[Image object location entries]
--------------------------------
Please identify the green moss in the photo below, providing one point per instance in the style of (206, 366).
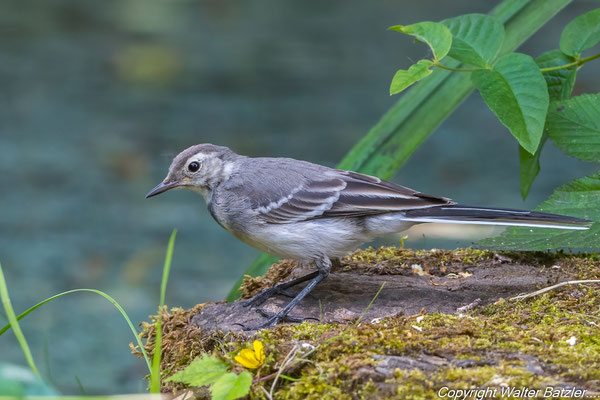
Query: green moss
(527, 343)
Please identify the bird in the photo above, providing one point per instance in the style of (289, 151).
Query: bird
(315, 214)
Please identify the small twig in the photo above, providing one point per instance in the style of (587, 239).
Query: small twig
(469, 307)
(370, 304)
(576, 63)
(541, 291)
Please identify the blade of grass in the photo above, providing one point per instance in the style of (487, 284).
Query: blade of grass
(107, 297)
(12, 319)
(424, 107)
(155, 371)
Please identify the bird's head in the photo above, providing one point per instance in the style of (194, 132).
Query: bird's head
(200, 168)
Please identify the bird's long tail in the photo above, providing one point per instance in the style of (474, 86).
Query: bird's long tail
(459, 214)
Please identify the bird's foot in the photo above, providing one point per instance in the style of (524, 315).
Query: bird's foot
(273, 319)
(266, 295)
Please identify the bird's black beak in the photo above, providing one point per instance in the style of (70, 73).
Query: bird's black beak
(162, 187)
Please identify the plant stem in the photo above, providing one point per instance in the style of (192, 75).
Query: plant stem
(453, 69)
(577, 63)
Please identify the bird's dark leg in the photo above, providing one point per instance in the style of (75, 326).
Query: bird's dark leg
(323, 267)
(277, 289)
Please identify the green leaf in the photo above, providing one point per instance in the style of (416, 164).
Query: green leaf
(574, 126)
(529, 166)
(579, 198)
(405, 78)
(200, 372)
(581, 33)
(231, 386)
(560, 82)
(436, 35)
(476, 38)
(516, 92)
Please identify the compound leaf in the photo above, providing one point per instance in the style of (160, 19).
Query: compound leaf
(436, 35)
(581, 33)
(405, 78)
(476, 38)
(516, 92)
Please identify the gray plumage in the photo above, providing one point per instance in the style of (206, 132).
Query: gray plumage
(296, 209)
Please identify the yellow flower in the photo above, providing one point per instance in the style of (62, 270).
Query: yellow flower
(252, 358)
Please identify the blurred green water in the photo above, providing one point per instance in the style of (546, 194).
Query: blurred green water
(96, 98)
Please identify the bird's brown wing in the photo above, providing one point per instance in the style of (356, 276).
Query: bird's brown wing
(345, 194)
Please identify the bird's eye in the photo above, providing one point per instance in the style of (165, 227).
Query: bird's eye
(194, 166)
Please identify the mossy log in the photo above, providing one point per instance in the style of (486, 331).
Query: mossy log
(443, 319)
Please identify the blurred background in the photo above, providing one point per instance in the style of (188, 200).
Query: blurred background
(96, 97)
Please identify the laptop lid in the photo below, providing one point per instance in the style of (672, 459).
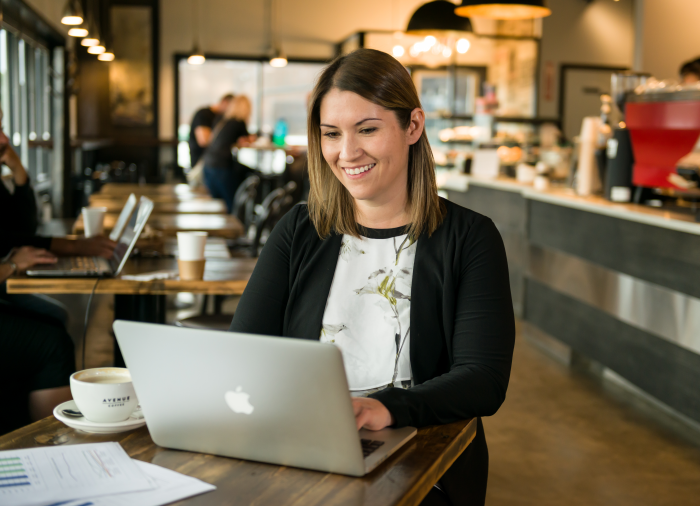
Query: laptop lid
(270, 399)
(131, 233)
(123, 218)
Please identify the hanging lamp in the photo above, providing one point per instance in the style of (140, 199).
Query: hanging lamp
(72, 13)
(504, 9)
(196, 57)
(436, 17)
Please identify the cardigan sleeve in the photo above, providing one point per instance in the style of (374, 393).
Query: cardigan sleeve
(482, 342)
(263, 303)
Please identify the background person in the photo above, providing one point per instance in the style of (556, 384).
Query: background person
(36, 353)
(413, 289)
(203, 122)
(223, 173)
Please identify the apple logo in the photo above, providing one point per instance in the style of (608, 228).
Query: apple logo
(238, 401)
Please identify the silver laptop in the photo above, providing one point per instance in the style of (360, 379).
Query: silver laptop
(97, 266)
(124, 217)
(269, 399)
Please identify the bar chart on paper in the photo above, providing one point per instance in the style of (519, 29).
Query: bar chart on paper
(17, 475)
(52, 474)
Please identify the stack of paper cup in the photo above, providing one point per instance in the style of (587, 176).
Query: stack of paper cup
(587, 179)
(93, 220)
(191, 261)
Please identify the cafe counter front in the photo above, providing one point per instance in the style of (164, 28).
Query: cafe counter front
(617, 284)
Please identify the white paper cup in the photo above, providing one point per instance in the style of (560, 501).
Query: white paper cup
(190, 245)
(105, 394)
(93, 220)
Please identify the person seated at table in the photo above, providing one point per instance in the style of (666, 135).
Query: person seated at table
(203, 122)
(36, 353)
(18, 224)
(412, 288)
(223, 173)
(690, 72)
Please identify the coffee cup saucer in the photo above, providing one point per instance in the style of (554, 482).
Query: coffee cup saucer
(135, 421)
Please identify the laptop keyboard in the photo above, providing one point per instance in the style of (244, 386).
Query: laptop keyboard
(88, 264)
(369, 446)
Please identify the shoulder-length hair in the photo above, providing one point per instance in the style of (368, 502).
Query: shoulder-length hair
(382, 80)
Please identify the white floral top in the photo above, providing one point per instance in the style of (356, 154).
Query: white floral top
(368, 311)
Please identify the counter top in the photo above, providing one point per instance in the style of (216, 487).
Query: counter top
(673, 220)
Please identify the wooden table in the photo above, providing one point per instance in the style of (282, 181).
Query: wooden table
(216, 225)
(194, 206)
(144, 301)
(150, 189)
(402, 480)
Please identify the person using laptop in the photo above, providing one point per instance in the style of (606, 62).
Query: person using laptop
(18, 224)
(36, 352)
(412, 288)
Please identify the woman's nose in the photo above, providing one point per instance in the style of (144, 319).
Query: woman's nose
(350, 148)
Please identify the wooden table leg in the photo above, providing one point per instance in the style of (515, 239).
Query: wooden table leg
(140, 308)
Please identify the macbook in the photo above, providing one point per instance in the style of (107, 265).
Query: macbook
(97, 266)
(269, 399)
(124, 217)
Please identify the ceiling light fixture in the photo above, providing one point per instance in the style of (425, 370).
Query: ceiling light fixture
(437, 18)
(106, 56)
(97, 49)
(78, 32)
(72, 13)
(504, 9)
(196, 57)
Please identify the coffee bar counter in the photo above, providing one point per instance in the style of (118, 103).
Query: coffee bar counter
(616, 284)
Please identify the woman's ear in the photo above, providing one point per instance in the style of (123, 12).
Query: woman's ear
(415, 126)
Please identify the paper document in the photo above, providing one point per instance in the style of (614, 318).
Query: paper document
(60, 473)
(170, 486)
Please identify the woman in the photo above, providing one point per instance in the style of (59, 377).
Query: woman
(222, 172)
(36, 353)
(412, 288)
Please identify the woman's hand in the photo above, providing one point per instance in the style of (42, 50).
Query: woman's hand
(98, 246)
(371, 414)
(28, 256)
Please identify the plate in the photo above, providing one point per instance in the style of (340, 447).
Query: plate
(135, 421)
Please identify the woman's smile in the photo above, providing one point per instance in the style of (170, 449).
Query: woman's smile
(358, 171)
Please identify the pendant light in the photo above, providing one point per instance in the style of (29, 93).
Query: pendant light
(436, 18)
(196, 57)
(504, 9)
(93, 36)
(278, 58)
(72, 13)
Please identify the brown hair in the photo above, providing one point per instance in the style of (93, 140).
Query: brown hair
(239, 108)
(381, 79)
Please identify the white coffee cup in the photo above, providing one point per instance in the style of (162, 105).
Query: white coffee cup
(191, 245)
(105, 394)
(93, 220)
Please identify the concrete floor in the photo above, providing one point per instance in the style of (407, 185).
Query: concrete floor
(563, 436)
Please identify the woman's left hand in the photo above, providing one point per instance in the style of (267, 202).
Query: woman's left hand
(371, 414)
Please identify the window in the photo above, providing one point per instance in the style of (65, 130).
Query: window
(275, 93)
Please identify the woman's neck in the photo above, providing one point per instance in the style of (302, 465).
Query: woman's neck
(391, 213)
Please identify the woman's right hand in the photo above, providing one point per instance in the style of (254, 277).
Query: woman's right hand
(28, 256)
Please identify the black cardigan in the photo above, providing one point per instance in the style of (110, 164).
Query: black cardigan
(462, 324)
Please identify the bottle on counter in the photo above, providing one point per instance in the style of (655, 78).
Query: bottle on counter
(280, 132)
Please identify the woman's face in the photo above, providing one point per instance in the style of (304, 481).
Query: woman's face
(366, 147)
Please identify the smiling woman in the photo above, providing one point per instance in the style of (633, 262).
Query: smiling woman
(413, 289)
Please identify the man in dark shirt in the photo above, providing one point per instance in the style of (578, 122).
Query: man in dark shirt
(202, 125)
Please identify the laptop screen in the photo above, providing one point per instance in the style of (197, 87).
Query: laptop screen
(131, 234)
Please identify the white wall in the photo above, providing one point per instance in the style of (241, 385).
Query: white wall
(670, 36)
(597, 33)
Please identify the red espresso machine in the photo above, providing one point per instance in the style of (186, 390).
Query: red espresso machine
(664, 127)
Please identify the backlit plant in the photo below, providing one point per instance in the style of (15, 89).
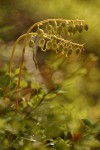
--------------------------------
• [Your task]:
Give only the number of lines in the items above that contain the word "chart".

• [Right answer]:
2